__DOCUMENT PASSAGE__.
▬▬▬▬▬▬▬▬▬▬

It is not the intention of the legislation that the time limit within which a claimant may bring work injury damages proceedings should be extended indefinitely. Claimants must actively pursue the required steps throughout the pre-litigation process. The pre-filing statement should remain current for the purposes of completing those required steps: Pasminco Cockle Creek Smelter Pty Ltd v Gardner [2006] NSWWCCPD 108 at [15] (Pasminco).
Factors relevant to an application for an extension of the limitation period are also relevant to Applications to Strike Out a Pre-Filing Statement (Pasminco at [14]). The relevant factors include:
(a) that it is fair and just that leave be granted: Salido v Nominal Defendant (1993) 32 NSWLR 524;
(b) the degree of forensic diligence exhibited on behalf of the claimant’s solicitor: Conner v New South Wales (NSWSC, Master Greenwood, No. 13920/96, 28 October 1996, unreported, BC9605243);
(c) the prejudice to the defendant in losing the benefit of the statutory bar and the difficulty that may be faced by it in investigating a claim because of the effluxion of time: Kijumnuayporn v Reinforced Plastics/Composites Pty Ltd (SCNSW, Master Malpass, 14207/96, 20 December 1996, unreported, BC 9606277), and
(d) the delay may reduce the chances of a fair trial: Silk v Rossfreight (Sydney) Pty Limited [2000] NSWSC 594.
It is in the context of those principles that the defendant makes the following submissions.
Delay
There has been no adequate explanation for the delay in prosecuting the claim. The defendant submits that Ms Davis has been legally represented since at least November 1997 and it may reasonably be inferred that she has been made aware of the effect of s 151D and the need to proceed without delay with her work injury damages claim.
In Ratnam v Cumarasamy [1965] 1 WLR 8; [1964] 3 All ER 933 at [12] the Court stated:
“… A limitation provision is the general rule and an extension is the exception. In obtaining leave, a party is in effect obtaining an indulgence. To allow parties leave when they have been careless of their rights and careless of the need to proceed with their disputes within the limitation period, would, ordinarily, be contrary to the justice of the case and would subvert the intent of Parliament. Just as the rules of Court must prima facie be obeyed, so must the law of parliament.”

▬▬▬▬▬▬▬▬▬▬

__CHECK YOUR UNDERSTANDING__.
**1)** In the submission on striking out the pre-filing statement, since when has Ms Davis been legally represented?
**2)** Carry on the submission on striking out the pre-filing statement from the point where it stops.

__Image point grounding entries__.
▬▬▬▬▬▬▬▬▬▬

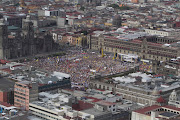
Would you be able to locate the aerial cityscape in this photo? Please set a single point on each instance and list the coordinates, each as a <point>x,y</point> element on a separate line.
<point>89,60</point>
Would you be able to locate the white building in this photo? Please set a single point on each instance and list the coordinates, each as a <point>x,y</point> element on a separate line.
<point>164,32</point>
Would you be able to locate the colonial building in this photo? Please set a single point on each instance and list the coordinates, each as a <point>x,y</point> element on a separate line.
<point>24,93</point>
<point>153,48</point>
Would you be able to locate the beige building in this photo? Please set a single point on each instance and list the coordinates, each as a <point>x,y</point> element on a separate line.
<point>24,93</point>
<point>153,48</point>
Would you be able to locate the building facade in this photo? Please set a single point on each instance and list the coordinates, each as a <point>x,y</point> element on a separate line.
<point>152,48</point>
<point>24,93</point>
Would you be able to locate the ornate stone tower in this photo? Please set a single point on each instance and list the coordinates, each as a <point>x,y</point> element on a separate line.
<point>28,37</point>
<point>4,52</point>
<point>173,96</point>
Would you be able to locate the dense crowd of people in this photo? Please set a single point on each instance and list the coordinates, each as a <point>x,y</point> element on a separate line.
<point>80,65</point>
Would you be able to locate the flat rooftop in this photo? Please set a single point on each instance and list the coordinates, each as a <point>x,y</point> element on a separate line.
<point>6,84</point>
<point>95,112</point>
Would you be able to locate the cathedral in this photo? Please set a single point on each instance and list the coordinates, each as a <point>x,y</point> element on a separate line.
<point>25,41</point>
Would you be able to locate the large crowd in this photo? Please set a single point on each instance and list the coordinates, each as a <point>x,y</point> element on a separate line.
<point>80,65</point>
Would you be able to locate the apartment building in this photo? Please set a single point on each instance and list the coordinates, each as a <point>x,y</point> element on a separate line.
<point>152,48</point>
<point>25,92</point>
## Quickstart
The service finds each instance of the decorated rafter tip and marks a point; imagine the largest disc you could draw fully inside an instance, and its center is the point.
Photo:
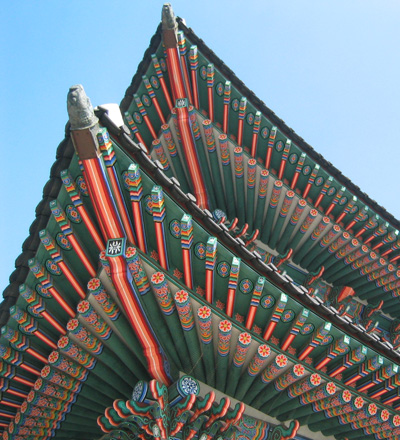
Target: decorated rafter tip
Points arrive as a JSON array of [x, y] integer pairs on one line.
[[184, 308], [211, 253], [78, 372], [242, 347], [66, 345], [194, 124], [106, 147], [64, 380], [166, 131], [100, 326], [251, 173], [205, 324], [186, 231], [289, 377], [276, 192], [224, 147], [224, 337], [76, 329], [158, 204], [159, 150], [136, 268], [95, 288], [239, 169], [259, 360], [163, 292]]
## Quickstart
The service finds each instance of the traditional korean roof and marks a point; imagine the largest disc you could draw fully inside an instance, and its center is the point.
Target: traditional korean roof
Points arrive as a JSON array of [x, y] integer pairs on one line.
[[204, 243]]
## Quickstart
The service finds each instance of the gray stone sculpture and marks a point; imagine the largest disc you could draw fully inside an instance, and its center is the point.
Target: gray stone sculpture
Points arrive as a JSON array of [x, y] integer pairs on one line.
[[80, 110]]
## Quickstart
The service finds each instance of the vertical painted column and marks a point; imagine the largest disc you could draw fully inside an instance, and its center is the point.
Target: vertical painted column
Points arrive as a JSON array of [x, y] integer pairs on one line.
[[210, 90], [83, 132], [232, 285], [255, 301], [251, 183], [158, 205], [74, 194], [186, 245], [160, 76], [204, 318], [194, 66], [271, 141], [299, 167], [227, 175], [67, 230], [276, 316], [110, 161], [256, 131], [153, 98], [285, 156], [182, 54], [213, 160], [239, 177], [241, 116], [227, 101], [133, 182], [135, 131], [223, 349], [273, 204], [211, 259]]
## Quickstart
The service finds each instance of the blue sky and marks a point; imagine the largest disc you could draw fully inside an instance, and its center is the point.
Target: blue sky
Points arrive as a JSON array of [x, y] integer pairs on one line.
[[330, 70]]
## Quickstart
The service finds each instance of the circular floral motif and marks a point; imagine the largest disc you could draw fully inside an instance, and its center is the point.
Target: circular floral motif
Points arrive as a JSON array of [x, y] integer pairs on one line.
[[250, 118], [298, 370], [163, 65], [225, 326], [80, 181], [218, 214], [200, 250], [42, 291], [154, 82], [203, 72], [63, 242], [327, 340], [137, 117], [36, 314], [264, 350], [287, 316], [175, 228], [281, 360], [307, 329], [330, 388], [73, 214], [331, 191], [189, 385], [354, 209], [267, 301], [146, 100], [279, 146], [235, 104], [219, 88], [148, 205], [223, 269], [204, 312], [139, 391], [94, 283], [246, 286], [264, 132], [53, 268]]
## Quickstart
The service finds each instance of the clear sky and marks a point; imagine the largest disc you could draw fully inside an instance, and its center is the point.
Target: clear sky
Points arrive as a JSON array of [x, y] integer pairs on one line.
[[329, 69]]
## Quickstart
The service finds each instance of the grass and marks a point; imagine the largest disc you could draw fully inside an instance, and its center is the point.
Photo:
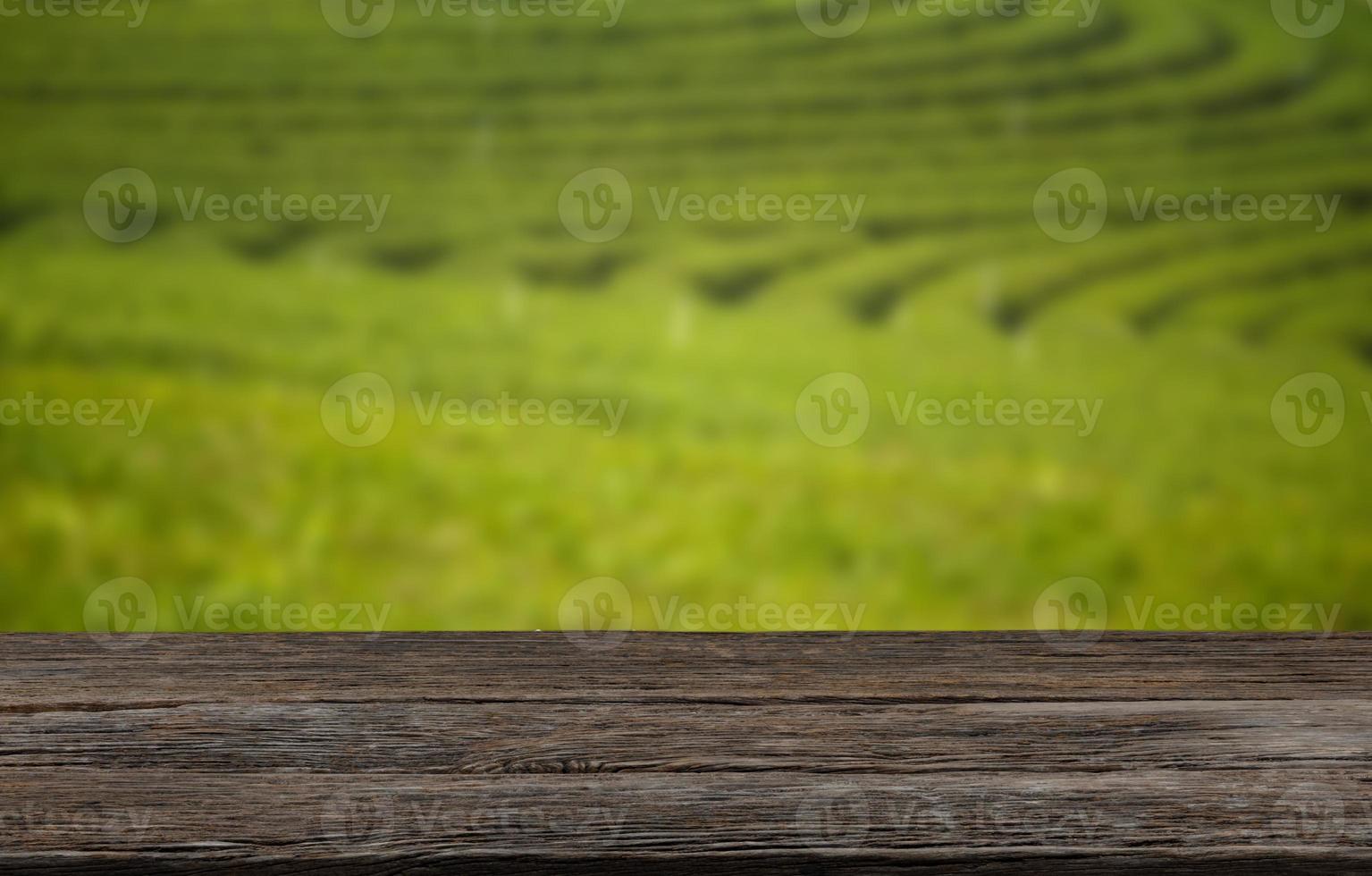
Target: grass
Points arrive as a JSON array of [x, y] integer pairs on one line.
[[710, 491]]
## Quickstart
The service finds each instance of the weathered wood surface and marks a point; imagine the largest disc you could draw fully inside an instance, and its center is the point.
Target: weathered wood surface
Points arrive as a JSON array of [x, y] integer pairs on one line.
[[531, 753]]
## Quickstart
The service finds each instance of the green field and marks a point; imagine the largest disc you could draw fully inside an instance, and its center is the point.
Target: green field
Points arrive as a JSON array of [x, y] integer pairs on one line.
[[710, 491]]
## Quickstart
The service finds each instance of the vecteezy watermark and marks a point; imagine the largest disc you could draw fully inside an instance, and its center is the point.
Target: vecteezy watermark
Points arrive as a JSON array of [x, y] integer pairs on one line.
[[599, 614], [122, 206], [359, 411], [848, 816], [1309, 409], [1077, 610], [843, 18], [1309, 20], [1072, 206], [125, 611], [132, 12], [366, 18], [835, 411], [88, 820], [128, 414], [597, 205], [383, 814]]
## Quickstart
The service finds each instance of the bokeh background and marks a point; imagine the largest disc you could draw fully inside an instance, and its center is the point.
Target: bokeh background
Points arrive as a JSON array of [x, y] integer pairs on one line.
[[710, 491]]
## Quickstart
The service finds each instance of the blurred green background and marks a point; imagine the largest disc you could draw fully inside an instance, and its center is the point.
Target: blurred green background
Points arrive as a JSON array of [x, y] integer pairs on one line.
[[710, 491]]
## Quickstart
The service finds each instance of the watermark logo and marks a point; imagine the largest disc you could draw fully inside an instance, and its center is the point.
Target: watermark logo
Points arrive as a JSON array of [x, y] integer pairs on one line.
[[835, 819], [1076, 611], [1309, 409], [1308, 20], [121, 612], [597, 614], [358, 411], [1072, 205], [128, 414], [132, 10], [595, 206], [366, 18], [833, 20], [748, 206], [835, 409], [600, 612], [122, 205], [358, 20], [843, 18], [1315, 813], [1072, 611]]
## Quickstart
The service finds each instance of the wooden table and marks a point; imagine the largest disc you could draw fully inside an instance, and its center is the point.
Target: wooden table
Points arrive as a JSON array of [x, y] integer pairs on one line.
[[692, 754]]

▬▬▬▬▬▬▬▬▬▬

__EXERCISE RESPONSES__.
**1)** Since at least November 1997.

**2)**
Prejudice
The defendant submits that it is prima facie prejudicial to it to allow the continuation of Ms Davis’ action.
The injury the subject of the claim occurred between 2000 and 18 May 2007, some 9–16 years ago. The defendant accepts that it has conducted an investigation and served evidence in response to Ms Davis’ claim but submits that that is not a complete bar to its assertion of prejudice: Hornby v The Nominal Defendant [2007] NSWCA 222.
The defendant submits that if the application is unsuccessful, it will suffer prejudice in relation to the primary facts. The presumptive prejudice will extend to its ability to discharge the evidentiary onus that rests upon it on issues such as those described in Watts v Rake [1960] HCA 58; 108 CLR 158 and Malec v JC Hutton Pty Ltd [1990] HCA 20; 169 CLR 638.
The defendant submits that having regard to these submissions, Ms Davis’ pre-filing statement should be struck out pursuant to s 151DA(2) of the 1987 Act.
Ms Davis’ submissions
Ms Davis opposes this application on several bases.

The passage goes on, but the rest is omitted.